### WHAT YOU WILL DO:
Each line holding the word "cinder" must appear in the answer, copied from the entries.

### PROVIDED ENTRIES:

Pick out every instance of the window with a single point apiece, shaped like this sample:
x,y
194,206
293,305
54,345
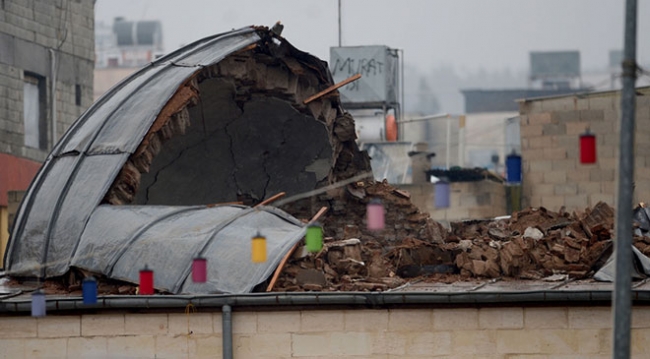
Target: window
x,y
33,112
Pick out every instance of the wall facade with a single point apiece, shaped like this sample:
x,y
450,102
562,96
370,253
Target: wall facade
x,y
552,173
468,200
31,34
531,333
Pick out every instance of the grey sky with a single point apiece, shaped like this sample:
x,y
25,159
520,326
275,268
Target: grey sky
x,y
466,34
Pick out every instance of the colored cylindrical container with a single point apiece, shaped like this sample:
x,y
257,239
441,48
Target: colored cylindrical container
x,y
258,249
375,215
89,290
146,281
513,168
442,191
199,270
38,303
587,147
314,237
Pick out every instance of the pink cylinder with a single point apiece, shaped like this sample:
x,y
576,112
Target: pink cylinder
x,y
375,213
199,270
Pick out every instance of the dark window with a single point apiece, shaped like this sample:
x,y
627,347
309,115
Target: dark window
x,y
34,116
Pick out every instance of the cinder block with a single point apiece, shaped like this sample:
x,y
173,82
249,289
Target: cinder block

...

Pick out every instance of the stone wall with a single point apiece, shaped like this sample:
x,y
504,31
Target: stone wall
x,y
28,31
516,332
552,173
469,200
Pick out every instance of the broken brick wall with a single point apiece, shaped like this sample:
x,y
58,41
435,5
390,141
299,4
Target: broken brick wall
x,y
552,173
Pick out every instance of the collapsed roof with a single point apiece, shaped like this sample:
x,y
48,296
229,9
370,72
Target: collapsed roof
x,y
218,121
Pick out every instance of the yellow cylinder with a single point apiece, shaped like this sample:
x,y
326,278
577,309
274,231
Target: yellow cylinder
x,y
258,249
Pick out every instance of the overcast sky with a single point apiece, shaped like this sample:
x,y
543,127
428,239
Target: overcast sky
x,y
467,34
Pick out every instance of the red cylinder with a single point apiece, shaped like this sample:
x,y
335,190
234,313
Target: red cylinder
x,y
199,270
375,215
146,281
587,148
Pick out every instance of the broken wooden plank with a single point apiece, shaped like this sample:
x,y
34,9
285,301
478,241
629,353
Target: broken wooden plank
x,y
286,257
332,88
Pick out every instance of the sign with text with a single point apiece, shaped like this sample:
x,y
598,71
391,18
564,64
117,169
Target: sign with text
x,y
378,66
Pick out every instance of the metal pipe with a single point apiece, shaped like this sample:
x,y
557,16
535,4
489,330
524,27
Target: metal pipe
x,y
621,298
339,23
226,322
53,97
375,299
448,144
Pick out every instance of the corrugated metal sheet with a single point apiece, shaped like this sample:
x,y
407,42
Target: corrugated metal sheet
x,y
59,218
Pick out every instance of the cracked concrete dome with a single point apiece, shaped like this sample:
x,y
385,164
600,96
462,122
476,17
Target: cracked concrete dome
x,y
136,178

### SOLUTION TO THIS TASK:
Pick out every instance of the cinder block with a single point apiece, shaped like this sample:
Target: cinder block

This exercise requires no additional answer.